== Input records ==
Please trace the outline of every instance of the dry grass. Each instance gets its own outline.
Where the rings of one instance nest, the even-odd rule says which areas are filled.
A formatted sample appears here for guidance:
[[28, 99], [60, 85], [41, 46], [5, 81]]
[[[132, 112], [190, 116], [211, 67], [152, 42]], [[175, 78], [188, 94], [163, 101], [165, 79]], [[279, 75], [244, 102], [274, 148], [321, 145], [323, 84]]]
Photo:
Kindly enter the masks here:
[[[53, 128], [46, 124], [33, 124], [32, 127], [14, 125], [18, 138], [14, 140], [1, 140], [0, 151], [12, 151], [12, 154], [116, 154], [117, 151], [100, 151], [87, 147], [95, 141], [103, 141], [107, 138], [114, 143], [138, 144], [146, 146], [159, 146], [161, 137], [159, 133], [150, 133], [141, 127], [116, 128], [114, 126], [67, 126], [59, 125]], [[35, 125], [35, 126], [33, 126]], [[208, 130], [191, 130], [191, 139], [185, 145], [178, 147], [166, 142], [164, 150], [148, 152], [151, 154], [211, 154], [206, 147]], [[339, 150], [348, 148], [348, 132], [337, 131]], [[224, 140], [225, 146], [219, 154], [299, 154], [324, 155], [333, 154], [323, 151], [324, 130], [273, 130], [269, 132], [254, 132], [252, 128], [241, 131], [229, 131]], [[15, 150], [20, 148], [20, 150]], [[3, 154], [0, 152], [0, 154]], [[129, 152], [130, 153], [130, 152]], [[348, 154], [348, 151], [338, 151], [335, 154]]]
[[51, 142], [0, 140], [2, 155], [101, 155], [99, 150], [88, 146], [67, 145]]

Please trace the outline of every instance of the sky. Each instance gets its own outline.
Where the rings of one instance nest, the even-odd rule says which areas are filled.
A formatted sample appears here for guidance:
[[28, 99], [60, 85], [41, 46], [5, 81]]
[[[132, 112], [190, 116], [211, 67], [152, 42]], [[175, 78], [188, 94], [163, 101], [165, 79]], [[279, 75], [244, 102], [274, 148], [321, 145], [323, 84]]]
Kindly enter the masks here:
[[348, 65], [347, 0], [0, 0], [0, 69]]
===
■ Exercise directions: Return every line of the data above unchanged.

■ Exercise answer:
Please trace the outline of every instance of the dry grass. Each instance gets its own outline.
Where the rings of one instance nest, the even-odd rule says which areas are filled.
A formatted sample appears here for guidance:
[[28, 99], [60, 85], [41, 46], [5, 81]]
[[[132, 112], [190, 116], [211, 67], [152, 42]], [[175, 78], [188, 94], [163, 101], [165, 79]], [[279, 75], [244, 102], [274, 148], [321, 145], [323, 84]]]
Photo:
Kindly enter the masks here:
[[[53, 128], [46, 124], [33, 124], [32, 127], [14, 125], [18, 138], [14, 140], [1, 140], [0, 151], [12, 151], [12, 154], [116, 154], [117, 151], [100, 151], [87, 147], [95, 141], [103, 141], [107, 138], [114, 143], [138, 144], [146, 146], [159, 146], [161, 137], [159, 133], [150, 133], [141, 127], [116, 128], [114, 126], [67, 126], [59, 125]], [[35, 125], [35, 126], [33, 126]], [[208, 130], [191, 130], [191, 139], [185, 145], [178, 147], [166, 142], [164, 150], [148, 152], [151, 154], [211, 154], [206, 147]], [[339, 150], [348, 148], [348, 132], [337, 131]], [[224, 140], [225, 146], [219, 154], [299, 154], [324, 155], [333, 154], [323, 151], [324, 130], [273, 130], [269, 132], [254, 132], [252, 128], [241, 131], [229, 131]], [[15, 150], [20, 148], [20, 150]], [[3, 154], [0, 152], [0, 154]], [[129, 152], [130, 153], [130, 152]], [[348, 154], [348, 151], [338, 151], [335, 154]]]
[[51, 142], [0, 140], [2, 155], [101, 155], [99, 150], [88, 146], [67, 145]]

Please trace the outline of every instance of the sky. Each instance gets its own outline.
Where the rings of one instance nest, the even-odd rule says which areas are filled.
A formatted sample appears here for guidance:
[[28, 99], [60, 85], [41, 46], [5, 81]]
[[[132, 112], [190, 116], [211, 67], [152, 42]], [[175, 78], [188, 94], [163, 101], [165, 79]], [[279, 75], [244, 102], [274, 148], [321, 145], [323, 84]]]
Kindly enter the masks here:
[[348, 65], [347, 0], [0, 0], [0, 69]]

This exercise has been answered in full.